- _ABOUT THIS EXERCISE_
Nothing but an exact copy is wanted here: the line with "Put one marker on each instance of the roadside" and all the lines that follow it in the entries below.

- _SUPPLIED MATERIAL_
Content starts
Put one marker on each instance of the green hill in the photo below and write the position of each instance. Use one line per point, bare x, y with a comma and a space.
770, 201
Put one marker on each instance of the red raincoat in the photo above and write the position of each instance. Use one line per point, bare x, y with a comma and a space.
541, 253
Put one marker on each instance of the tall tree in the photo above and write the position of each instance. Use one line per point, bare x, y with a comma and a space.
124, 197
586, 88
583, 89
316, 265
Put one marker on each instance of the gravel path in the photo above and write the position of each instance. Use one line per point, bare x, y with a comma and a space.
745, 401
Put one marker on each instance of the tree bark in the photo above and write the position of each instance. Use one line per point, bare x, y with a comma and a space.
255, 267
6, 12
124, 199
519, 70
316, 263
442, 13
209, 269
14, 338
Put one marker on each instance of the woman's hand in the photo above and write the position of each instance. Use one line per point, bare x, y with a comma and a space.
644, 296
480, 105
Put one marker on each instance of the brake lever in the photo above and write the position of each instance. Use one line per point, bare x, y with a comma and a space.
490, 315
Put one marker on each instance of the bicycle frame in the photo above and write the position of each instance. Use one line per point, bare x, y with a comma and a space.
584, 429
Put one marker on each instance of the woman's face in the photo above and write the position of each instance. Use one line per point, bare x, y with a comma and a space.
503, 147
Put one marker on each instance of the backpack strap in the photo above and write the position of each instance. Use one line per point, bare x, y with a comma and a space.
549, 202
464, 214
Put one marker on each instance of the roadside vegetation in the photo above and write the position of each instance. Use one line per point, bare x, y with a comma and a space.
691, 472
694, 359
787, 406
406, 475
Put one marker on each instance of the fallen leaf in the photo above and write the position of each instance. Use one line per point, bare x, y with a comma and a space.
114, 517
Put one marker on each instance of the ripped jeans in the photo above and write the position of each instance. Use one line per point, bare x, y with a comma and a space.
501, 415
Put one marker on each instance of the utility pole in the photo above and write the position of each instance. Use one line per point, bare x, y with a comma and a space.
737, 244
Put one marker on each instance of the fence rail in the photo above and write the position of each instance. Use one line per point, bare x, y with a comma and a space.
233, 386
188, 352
Content ends
- _RESPONSE AREA_
Put one marker on each instance of the roadside vegetation in the photo above and write the position of each instance. Use one line per point, bare x, y with a comma and a space.
691, 472
694, 359
787, 406
406, 475
Put one marker on each instance of the fallen leaf in the photo above and write the position of each instance. Use one line per point, bare x, y with a comma and a space.
114, 517
Put one marker on each instance of the ripped jeans in the photo above and write the position of each instance. Use one line per point, bare x, y with a comma and a space.
501, 415
Put one marker on each instance of the utility pole in the photo above and write the position of each instance. Use one line per point, bare x, y with a comma and a space.
737, 244
Put one marker on each instance of the fence rail in the photo above and write the position of each instance. Use one line per point, bare x, y with a comma and a space.
233, 386
188, 352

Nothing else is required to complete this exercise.